:: Listed entries ::

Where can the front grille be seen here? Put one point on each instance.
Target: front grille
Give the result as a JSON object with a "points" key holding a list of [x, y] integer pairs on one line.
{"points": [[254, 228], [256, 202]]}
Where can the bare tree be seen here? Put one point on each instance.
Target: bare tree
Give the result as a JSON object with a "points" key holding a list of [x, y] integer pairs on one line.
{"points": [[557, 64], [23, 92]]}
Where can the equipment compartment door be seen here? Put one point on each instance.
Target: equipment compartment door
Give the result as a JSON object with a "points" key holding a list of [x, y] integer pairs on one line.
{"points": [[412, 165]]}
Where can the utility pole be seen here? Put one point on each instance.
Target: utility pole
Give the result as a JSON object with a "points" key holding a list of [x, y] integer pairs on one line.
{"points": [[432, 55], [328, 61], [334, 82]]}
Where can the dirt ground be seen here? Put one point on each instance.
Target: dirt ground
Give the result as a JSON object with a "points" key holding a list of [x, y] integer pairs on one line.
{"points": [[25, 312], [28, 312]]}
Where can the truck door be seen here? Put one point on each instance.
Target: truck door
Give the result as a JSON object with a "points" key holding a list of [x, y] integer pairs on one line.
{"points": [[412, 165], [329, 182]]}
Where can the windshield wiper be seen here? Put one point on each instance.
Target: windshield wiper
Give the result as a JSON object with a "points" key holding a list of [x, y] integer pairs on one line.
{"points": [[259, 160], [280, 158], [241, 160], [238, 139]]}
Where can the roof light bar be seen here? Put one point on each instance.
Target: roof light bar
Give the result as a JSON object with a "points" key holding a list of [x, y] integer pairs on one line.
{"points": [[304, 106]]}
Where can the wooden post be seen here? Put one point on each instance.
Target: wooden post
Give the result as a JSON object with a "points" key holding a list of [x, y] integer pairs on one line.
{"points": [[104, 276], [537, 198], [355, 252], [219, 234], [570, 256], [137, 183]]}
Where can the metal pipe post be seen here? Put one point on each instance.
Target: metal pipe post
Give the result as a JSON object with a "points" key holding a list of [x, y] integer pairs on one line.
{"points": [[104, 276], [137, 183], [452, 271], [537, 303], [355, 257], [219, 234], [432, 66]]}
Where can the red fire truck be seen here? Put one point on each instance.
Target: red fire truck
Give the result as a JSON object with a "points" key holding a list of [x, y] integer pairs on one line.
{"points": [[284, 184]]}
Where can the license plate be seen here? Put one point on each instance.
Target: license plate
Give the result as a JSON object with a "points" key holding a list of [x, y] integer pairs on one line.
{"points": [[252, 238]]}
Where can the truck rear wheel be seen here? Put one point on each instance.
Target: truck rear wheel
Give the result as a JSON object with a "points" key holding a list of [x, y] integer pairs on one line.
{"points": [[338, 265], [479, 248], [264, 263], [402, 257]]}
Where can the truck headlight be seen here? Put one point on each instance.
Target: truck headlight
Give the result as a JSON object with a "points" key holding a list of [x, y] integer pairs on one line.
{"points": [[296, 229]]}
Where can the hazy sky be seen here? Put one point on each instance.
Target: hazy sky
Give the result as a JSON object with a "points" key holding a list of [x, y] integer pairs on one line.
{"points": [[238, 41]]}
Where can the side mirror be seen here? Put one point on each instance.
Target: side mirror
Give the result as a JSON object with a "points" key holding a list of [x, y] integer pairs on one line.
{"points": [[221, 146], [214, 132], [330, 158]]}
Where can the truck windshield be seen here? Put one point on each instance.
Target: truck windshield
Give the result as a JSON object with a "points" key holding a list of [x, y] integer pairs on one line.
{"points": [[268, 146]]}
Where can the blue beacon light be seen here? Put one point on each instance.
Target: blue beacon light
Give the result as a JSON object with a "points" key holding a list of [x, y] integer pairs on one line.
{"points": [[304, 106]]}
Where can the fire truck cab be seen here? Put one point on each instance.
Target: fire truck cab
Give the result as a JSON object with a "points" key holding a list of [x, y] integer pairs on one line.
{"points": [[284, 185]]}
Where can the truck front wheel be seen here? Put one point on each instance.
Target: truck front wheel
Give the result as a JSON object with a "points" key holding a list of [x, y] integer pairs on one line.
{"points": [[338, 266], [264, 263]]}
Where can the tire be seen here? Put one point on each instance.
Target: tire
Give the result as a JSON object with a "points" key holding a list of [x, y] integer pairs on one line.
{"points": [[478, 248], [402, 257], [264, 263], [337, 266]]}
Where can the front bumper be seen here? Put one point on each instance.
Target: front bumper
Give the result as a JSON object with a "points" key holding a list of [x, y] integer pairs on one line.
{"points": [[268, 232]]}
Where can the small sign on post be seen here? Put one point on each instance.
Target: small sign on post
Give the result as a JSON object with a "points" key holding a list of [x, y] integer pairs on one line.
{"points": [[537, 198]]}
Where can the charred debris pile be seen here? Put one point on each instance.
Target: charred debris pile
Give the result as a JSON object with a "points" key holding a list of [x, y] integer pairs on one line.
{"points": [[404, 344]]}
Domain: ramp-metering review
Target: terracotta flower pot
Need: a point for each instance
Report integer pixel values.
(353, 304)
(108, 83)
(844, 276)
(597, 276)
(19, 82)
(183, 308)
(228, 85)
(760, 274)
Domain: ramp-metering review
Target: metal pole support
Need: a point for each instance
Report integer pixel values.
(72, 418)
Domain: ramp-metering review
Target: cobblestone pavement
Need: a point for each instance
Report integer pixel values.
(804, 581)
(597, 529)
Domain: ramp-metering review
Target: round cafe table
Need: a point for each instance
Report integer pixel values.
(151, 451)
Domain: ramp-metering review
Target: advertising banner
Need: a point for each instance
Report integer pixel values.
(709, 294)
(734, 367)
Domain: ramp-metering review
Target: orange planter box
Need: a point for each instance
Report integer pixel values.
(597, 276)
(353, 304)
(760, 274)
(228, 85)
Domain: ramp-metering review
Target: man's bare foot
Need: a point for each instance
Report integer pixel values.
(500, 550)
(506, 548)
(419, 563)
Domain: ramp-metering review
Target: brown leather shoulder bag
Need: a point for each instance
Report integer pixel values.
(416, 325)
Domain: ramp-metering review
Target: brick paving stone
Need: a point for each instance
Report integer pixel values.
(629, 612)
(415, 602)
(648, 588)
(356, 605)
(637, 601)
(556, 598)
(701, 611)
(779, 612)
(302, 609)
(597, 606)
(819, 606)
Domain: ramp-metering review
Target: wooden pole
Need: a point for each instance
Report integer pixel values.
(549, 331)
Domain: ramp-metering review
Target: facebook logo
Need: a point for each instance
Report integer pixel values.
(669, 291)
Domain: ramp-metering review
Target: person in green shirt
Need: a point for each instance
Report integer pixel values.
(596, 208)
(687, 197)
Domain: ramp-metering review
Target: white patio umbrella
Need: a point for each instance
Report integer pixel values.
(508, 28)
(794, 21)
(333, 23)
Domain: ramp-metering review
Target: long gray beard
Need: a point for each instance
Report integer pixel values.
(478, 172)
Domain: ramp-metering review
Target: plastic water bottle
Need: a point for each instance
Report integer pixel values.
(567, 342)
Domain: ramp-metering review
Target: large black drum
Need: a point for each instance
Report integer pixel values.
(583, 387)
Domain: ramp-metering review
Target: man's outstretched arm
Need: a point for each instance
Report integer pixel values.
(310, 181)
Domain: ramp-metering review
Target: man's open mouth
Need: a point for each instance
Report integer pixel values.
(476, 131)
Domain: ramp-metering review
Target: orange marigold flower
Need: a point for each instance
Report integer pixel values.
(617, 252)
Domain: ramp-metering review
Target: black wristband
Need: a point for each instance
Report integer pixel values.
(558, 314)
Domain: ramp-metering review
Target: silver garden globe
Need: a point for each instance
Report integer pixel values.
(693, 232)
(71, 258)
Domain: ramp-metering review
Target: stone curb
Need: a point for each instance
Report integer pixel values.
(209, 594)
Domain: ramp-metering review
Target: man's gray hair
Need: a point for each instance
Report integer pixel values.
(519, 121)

:::

Directions: Repeat each record in full; every line must match exactly.

Problem solution:
Where can the front grille be seen here? Put one point on each instance.
Target: front grille
Give the result as a JSON object with a "points" key holding a list of [x, y] integer pairs on one line.
{"points": [[254, 228], [256, 202]]}
Where can the bare tree be seen here? Put one point on each instance.
Target: bare tree
Give the result as a JSON object with a "points" key holding a list of [x, y] integer pairs on one line.
{"points": [[557, 64], [23, 92]]}
Where can the equipment compartment door be seen here? Put one point on each instance.
Target: equipment compartment door
Give the result as a JSON object with a "points" key holding a list of [x, y] integer pairs on one line.
{"points": [[412, 165]]}
Where can the utility pole be seen here? Put one point on each instance.
Target: utility pole
Give the result as a JSON object with a "points" key holding a list of [x, y] integer pairs on one line.
{"points": [[432, 55], [328, 61], [334, 82]]}
Where can the dirt ground be seen here? Put one point on each instance.
Target: dirt ground
Give the result as a JSON object with a "points" key holding a list of [x, y] integer pairs on one line.
{"points": [[25, 312], [28, 312]]}
Where can the truck door be seen here? Put one point on each instance.
Target: truck door
Give the result as a JSON object with a "points" key holding a list of [x, y] integer pairs on one line.
{"points": [[412, 165], [329, 182]]}
Where can the windshield wiper be seen here? Put one point on each instance.
Target: windshield wiper
Give the result as a JSON object with a "points" key holding a list of [x, y] integer pairs on one line.
{"points": [[259, 160], [280, 158], [241, 160], [238, 139]]}
Where can the roof light bar be seen here? Put one point on each instance.
Target: roof light bar
Give the result as a JSON object with a "points" key holding a list of [x, y] integer pairs on one line.
{"points": [[304, 106]]}
Where can the wooden post be seen here? Put one point on each instance.
Target: wooden post
Give the result as a JSON object with a "points" key holding a list of [x, y] integer pairs on one line.
{"points": [[104, 276], [537, 198], [355, 252], [219, 234], [570, 256], [137, 183]]}
Where can the metal pipe post be seen here? Put one point on each instance.
Target: metal pipe post
Give the result as a JSON object with a "points" key holding a list of [x, y] integer pairs on one line.
{"points": [[104, 276], [137, 183], [452, 271], [537, 303], [355, 257], [219, 234], [432, 66]]}
Where can the red fire truck be seen here? Put one point on each instance.
Target: red fire truck
Give the result as a JSON object with a "points" key holding a list of [x, y] integer pairs on one line.
{"points": [[284, 184]]}
Where can the license plate be seen here? Put one point on each instance.
Target: license plate
Give the result as a JSON object with a "points" key holding a list of [x, y] integer pairs on one line.
{"points": [[252, 238]]}
Where can the truck rear wheel be seen here? Put one point on each instance.
Target: truck rear wheel
Give the result as a JSON object with a "points" key holding a list of [x, y] integer pairs on one line.
{"points": [[338, 265], [479, 248], [264, 263], [402, 257]]}
Where can the truck headlight be seen here? Put one point on each instance.
Target: truck headlight
Give the result as a JSON object with a "points" key holding a list of [x, y] integer pairs on one line.
{"points": [[296, 229]]}
Where can the hazy sky be seen here? Put one point on each instance.
Target: hazy sky
Give the result as a JSON object with a "points" key holding a list of [x, y] integer pairs on one line.
{"points": [[238, 41]]}
Where can the side mirror be seen here? Put one point on each instance.
Target: side mirror
Give the result as a JSON object with a "points" key holding a list of [x, y] integer pairs on one line.
{"points": [[221, 146], [214, 132], [330, 158]]}
Where can the truck windshield be seen here? Put one point on each instance.
Target: truck windshield
Give the result as a JSON object with a "points" key holding a list of [x, y] integer pairs on one line.
{"points": [[268, 146]]}
Where can the blue beacon light be seen here? Put one point on each instance.
Target: blue beacon light
Give the result as a JSON object with a "points" key holding a list of [x, y] integer pairs on one line.
{"points": [[304, 106]]}
Where can the fire truck cab be seen here? Put one point on each instance.
Target: fire truck cab
Give the result as a JSON object with a "points" key holding a list of [x, y] integer pairs on one line.
{"points": [[284, 185]]}
Where can the truck front wheel be seen here? Put one point on each instance.
Target: truck front wheel
Give the result as a JSON object with a "points" key holding a list of [x, y] integer pairs on one line.
{"points": [[338, 266], [264, 263]]}
Where can the tire be seen here? Put one point on each instance.
Target: tire
Give the result as a JSON object with a "points" key holding a list of [x, y] integer pairs on one line.
{"points": [[478, 248], [402, 257], [264, 263], [337, 266]]}
Where can the front bumper be seen here? Put one point on each instance.
Target: front bumper
Give the result as a JSON object with a "points" key holding a list of [x, y] integer pairs on one line.
{"points": [[268, 232]]}
Where can the small sign on post be seen here? Put one point on each instance.
Target: small sign on post
Give the result as a JSON object with a "points" key holding a list of [x, y] integer pairs on one line.
{"points": [[537, 198]]}
Where can the charred debris pile be seen here? Put one point on each instance.
Target: charred debris pile
Give the result as a JSON object with a "points" key holding a list of [x, y] integer pairs on one line.
{"points": [[404, 344]]}
Domain: ramp-metering review
Target: terracotta flower pot
Need: a point for each instance
Report integer pixel values.
(353, 304)
(108, 83)
(844, 276)
(597, 276)
(19, 82)
(183, 308)
(228, 85)
(760, 274)
Domain: ramp-metering review
Target: metal pole support
Need: a point for each instance
Report integer pixel values.
(72, 418)
Domain: ramp-metering review
Target: cobblestone pavement
Need: a point for each instance
Report integer pixel values.
(804, 581)
(597, 529)
Domain: ramp-metering review
Target: round cafe table
Need: a point for each instance
Report integer pixel values.
(151, 451)
Domain: ramp-metering review
Target: advertising banner
Need: a point for each instance
Report integer pixel values.
(709, 294)
(734, 367)
Domain: ramp-metering review
Target: orange planter box
Need: a point for each instance
Report integer pixel values.
(597, 276)
(353, 304)
(760, 274)
(228, 85)
Domain: ramp-metering review
Target: man's bare foot
Need: a point for each instance
Report integer pixel values.
(500, 550)
(506, 548)
(419, 563)
Domain: ramp-metering review
Target: brown leather shoulder bag
Need: a point for each instance
Report integer pixel values.
(416, 325)
Domain: ramp-metering review
Target: brick paving stone
Need: a point for each instance
Report integer pixel values.
(629, 612)
(415, 602)
(648, 588)
(356, 605)
(637, 601)
(556, 598)
(701, 611)
(779, 612)
(302, 609)
(597, 606)
(819, 606)
Domain: ramp-metering review
Target: wooden pole
Need: a point for each instance
Report integer pixel values.
(549, 331)
Domain: ramp-metering review
Target: facebook logo
Need: a point for each instance
Report integer pixel values.
(669, 291)
Domain: ramp-metering review
Target: person in green shirt
Need: a point for each instance
Report integer pixel values.
(596, 208)
(687, 197)
Domain: ramp-metering review
Target: white patio umbrella
Need: a point for each instance
Report integer pixel values.
(508, 28)
(794, 21)
(333, 23)
Domain: ramp-metering review
Target: long gray beard
Need: a point for each instance
Report integer pixel values.
(478, 172)
Domain: ramp-metering review
Target: plastic water bottle
Need: a point for each instance
Report integer pixel values.
(567, 342)
Domain: ramp-metering review
Target: large black drum
Need: a point for each instance
Report integer pixel values.
(583, 387)
Domain: ramp-metering review
Target: man's outstretched arm
Need: a point for each instance
Report integer pixel values.
(310, 181)
Domain: ramp-metering review
Target: man's open mouth
Need: a point for each instance
Report integer pixel values.
(476, 131)
Domain: ramp-metering review
Target: orange marigold flower
Need: a point for each instance
Report integer pixel values.
(617, 252)
Domain: ramp-metering review
Target: black wristband
Need: a point for each instance
Report integer pixel values.
(558, 314)
Domain: ramp-metering review
Target: silver garden globe
Need: a point for each instance
Report integer pixel values.
(693, 232)
(71, 258)
Domain: ramp-metering review
Target: stone curb
Need: a point for each instance
Report integer pixel values.
(209, 594)
Domain: ramp-metering review
Target: man's gray hair
Need: a point for each instance
Report integer pixel values.
(519, 121)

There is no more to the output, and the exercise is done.